=== ENTRIES ===

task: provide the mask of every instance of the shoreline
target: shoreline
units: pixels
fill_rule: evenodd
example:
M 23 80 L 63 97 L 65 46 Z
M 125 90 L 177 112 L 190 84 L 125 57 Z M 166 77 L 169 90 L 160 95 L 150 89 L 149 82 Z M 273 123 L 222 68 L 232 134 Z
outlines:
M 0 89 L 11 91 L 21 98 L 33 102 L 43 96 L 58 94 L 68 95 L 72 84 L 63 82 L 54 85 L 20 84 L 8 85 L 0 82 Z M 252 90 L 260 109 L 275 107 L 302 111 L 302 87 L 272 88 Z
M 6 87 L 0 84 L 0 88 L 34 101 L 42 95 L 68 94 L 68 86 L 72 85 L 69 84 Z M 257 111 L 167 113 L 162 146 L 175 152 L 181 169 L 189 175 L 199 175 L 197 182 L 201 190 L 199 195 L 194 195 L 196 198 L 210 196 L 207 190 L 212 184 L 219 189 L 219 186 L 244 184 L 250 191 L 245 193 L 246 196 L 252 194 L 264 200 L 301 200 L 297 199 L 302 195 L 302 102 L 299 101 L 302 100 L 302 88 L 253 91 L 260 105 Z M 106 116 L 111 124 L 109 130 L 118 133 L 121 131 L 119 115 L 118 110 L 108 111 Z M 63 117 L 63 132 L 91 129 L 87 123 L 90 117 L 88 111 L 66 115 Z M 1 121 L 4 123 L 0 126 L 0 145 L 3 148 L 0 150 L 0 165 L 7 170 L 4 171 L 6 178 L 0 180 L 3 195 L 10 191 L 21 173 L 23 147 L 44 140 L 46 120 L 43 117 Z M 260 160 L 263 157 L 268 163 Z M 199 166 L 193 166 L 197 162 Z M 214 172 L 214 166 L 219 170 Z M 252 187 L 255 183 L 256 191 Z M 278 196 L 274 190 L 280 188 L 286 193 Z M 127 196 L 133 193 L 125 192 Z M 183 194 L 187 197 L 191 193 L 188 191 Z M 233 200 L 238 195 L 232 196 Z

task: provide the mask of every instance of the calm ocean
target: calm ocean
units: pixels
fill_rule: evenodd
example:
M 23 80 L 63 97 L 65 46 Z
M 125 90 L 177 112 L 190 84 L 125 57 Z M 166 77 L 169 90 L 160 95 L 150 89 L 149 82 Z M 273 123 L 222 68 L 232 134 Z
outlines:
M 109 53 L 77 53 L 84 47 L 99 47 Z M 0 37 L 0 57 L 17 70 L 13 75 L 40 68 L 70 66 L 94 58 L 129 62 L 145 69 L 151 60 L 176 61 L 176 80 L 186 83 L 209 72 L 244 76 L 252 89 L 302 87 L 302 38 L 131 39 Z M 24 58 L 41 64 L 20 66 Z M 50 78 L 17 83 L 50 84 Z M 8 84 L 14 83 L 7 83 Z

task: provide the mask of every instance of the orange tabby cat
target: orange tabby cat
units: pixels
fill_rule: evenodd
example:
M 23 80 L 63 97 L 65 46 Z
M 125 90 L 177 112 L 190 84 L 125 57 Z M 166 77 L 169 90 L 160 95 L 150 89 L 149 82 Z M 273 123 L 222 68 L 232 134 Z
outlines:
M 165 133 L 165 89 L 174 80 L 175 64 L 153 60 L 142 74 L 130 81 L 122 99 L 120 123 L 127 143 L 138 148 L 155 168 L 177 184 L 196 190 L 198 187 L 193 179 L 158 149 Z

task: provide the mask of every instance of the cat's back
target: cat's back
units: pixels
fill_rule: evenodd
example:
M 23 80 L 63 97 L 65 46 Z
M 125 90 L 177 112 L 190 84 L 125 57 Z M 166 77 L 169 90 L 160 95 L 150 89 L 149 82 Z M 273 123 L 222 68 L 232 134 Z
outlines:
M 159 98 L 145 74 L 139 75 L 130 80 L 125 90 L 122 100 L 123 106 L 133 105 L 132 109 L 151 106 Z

===

Reproduce only the lines starting with the line with "task: provide the mask of every instance of the cat's" and going on through the end of the records, scaling each outline coordinate by 0.3 and rounding it to a whole number, with halves rounded up. Keep every other line and number unchanged.

# ANSWER BELOW
task: provide the mask of every instance of the cat's back
target: cat's back
units: pixels
fill_rule: evenodd
example:
M 23 80 L 63 97 L 65 46 Z
M 125 90 L 177 112 L 190 84 L 125 57 Z M 166 77 L 169 90 L 160 95 L 150 89 L 149 82 Z M 273 123 L 222 68 L 232 134 Z
outlines:
M 48 29 L 44 22 L 42 23 L 39 24 L 38 27 L 37 30 L 37 32 L 40 32 L 40 33 L 45 32 Z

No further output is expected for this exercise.